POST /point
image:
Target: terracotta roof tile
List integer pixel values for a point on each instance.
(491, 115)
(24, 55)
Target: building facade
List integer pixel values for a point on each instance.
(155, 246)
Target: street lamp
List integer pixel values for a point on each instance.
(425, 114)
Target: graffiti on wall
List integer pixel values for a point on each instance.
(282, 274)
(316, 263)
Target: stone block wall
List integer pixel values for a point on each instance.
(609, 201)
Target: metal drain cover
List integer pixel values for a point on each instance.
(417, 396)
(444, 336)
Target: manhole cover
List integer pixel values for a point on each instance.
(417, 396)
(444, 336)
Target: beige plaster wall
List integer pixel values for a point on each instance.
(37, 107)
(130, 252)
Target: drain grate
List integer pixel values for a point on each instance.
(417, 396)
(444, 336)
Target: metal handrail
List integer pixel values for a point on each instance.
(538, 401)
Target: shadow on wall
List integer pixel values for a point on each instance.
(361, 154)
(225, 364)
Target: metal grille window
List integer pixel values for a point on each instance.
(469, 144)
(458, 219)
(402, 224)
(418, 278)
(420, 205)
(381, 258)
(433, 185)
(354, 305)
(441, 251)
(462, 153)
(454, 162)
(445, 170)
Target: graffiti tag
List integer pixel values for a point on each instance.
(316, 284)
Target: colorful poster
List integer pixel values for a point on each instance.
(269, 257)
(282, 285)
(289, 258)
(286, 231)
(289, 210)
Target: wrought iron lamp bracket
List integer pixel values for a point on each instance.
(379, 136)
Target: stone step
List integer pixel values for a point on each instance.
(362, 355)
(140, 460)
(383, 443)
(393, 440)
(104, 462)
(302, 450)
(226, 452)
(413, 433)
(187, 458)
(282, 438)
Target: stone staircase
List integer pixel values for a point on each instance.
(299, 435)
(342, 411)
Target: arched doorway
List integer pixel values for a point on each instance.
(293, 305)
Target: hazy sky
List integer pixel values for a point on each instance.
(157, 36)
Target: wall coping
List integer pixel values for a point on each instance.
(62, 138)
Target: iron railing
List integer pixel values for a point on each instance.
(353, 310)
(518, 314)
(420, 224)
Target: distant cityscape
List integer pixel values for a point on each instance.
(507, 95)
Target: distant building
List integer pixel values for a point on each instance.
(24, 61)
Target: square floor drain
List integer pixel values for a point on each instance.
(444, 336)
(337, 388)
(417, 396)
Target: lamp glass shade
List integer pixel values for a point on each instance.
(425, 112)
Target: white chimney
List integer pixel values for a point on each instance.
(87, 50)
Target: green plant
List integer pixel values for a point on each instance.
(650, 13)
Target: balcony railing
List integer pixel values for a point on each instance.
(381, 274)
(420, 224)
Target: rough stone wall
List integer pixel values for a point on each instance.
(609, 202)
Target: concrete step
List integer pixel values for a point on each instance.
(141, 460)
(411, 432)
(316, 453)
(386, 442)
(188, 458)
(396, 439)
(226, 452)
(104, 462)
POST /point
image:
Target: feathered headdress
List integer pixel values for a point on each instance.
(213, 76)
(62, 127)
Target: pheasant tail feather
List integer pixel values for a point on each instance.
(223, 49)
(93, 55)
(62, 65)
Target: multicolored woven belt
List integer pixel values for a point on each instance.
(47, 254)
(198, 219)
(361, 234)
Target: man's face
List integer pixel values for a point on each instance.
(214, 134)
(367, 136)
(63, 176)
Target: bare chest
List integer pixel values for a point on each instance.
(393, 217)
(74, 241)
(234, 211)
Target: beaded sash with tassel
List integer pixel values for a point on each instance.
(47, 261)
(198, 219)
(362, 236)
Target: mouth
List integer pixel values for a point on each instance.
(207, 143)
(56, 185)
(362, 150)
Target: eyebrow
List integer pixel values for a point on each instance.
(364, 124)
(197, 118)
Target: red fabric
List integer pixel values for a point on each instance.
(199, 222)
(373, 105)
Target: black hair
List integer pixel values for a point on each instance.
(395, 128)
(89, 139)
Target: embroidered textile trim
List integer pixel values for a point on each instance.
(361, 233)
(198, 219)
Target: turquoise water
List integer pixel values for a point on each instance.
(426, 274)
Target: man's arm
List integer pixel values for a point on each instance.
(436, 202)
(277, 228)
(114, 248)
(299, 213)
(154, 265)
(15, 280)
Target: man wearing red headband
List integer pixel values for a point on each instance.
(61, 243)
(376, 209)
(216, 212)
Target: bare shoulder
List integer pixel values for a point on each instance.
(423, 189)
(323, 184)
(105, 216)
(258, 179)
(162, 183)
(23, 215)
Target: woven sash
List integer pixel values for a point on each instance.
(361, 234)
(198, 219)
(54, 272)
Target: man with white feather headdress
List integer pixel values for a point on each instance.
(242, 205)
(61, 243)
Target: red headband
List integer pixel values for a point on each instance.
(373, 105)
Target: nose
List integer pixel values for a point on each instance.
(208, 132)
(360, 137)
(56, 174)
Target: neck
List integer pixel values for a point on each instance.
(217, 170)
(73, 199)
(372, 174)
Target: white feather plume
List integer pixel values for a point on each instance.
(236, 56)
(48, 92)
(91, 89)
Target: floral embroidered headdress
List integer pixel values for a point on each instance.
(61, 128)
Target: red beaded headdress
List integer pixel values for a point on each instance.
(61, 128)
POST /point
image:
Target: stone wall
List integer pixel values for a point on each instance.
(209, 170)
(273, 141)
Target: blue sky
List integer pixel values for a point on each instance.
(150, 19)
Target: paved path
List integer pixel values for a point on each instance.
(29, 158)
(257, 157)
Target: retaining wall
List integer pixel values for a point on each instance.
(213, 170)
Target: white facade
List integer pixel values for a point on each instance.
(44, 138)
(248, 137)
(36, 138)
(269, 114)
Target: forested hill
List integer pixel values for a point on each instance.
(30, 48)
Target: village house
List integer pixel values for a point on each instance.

== EXERCISE PROMPT ==
Copy out the entries above exactly as given, starting at the top and ending with the line containing "Target: iron railing"; include both and nothing more.

== EXPECTED ANSWER ==
POST /point
image:
Target: terracotta roof tile
List integer pixel values for a point on each instance.
(491, 115)
(24, 55)
Target: building facade
List integer pixel values for a point on each instance.
(155, 246)
Target: street lamp
List integer pixel values for a point on each instance.
(425, 114)
Target: graffiti on wall
List integer pixel values for a point on each instance.
(282, 274)
(316, 263)
Target: stone block wall
List integer pixel values for a point on each instance.
(609, 201)
Target: metal drain cover
List integer pixel values for a point on each instance.
(417, 396)
(444, 336)
Target: manhole cover
List integer pixel values for a point on each instance.
(417, 396)
(444, 336)
Target: beige plaster wall
List integer pixel values for a point on each instance.
(37, 107)
(130, 252)
Target: drain grate
List integer pixel values for a point on each instance.
(417, 396)
(444, 336)
Target: metal handrail
List integer pixel values for a point on each instance.
(538, 401)
Target: shadow on wall
List integer pixel values for a point on each instance.
(361, 154)
(225, 364)
Target: metal grille window
List integer pixel values for a point on each instance.
(469, 144)
(458, 219)
(402, 224)
(418, 278)
(420, 205)
(381, 258)
(433, 185)
(354, 305)
(441, 251)
(462, 153)
(454, 162)
(445, 170)
Target: graffiti tag
List integer pixel values for a point on each instance.
(316, 284)
Target: colorful poster
List integer pixel values for a point on each instance.
(269, 257)
(282, 285)
(289, 258)
(286, 231)
(289, 210)
Target: wrought iron lamp bracket
List integer pixel values for a point on each instance.
(379, 136)
Target: stone step
List integer pixel values for a point on each instance.
(362, 355)
(140, 460)
(383, 443)
(393, 440)
(104, 462)
(302, 450)
(226, 452)
(413, 433)
(187, 458)
(282, 438)
Target: stone staircase
List integer pixel values for a point on each instance.
(299, 435)
(342, 411)
Target: arched doorway
List integer pixel values for a point on each instance.
(293, 305)
Target: hazy sky
List integer pixel values for a point on each instance.
(157, 36)
Target: wall coping
List integer pixel values for a point on each instance.
(62, 138)
Target: iron railing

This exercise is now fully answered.